Rewrite the records below, swapping every "Target" for "Label" and leaving everything else unchanged.

□ □ □ □ □ □ □

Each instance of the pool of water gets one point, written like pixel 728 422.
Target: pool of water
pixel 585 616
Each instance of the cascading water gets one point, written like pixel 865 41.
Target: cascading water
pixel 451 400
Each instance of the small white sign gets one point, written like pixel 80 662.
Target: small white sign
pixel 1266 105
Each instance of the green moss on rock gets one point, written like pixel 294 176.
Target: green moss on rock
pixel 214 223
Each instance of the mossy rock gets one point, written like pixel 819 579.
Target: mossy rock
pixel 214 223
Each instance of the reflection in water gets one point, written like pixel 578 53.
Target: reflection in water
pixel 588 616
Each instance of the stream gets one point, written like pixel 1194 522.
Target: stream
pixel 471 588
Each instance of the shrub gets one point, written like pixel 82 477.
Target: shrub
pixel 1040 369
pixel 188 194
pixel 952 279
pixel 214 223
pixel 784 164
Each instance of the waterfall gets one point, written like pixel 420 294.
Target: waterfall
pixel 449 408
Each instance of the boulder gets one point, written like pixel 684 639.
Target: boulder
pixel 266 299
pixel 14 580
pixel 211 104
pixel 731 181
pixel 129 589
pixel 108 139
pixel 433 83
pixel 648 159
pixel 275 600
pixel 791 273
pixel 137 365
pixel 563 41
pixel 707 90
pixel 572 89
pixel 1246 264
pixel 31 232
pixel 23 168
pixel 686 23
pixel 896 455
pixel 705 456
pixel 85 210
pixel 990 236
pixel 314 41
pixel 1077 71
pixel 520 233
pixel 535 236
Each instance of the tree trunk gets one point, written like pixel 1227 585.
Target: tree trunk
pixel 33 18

□ □ □ □ □ □ □

§ **WRITTEN REPLY**:
Each instance of the pool of water gets one point, written like pixel 728 422.
Label: pool of water
pixel 585 616
Each instance of the cascading water gets one point, written like pixel 865 41.
Label: cascading water
pixel 451 400
Each instance of the small white sign gets one point, written like pixel 80 662.
Label: small white sign
pixel 1266 105
Each instance of the green moss on rock gets one point, written like pixel 294 176.
Label: green moss on rock
pixel 214 223
Each instance of the mossy rock gets one point, written like pixel 819 579.
Label: mossy rock
pixel 214 223
Each instance of the reflection in water gets one point, written like pixel 578 53.
Label: reflection in water
pixel 588 616
Each instance of the stream gets one point, written like pixel 1194 522.
Label: stream
pixel 471 588
Each instance of the shrub gets one point, written like pixel 82 477.
Label: shrub
pixel 1040 369
pixel 188 194
pixel 952 279
pixel 214 223
pixel 784 164
Each instance of the waterfall gets one point, written like pixel 420 294.
Label: waterfall
pixel 449 408
Each instance of the boulder gets one point, written like pixel 684 639.
Label: boulder
pixel 266 299
pixel 14 580
pixel 211 104
pixel 731 181
pixel 129 589
pixel 108 139
pixel 433 83
pixel 648 159
pixel 275 600
pixel 791 273
pixel 137 365
pixel 563 41
pixel 707 90
pixel 572 89
pixel 1246 264
pixel 31 232
pixel 23 168
pixel 686 23
pixel 896 455
pixel 705 456
pixel 85 210
pixel 990 236
pixel 314 41
pixel 1077 71
pixel 520 233
pixel 535 236
Each instance of the tree trunk gets one point, written like pixel 1227 585.
Label: tree trunk
pixel 33 18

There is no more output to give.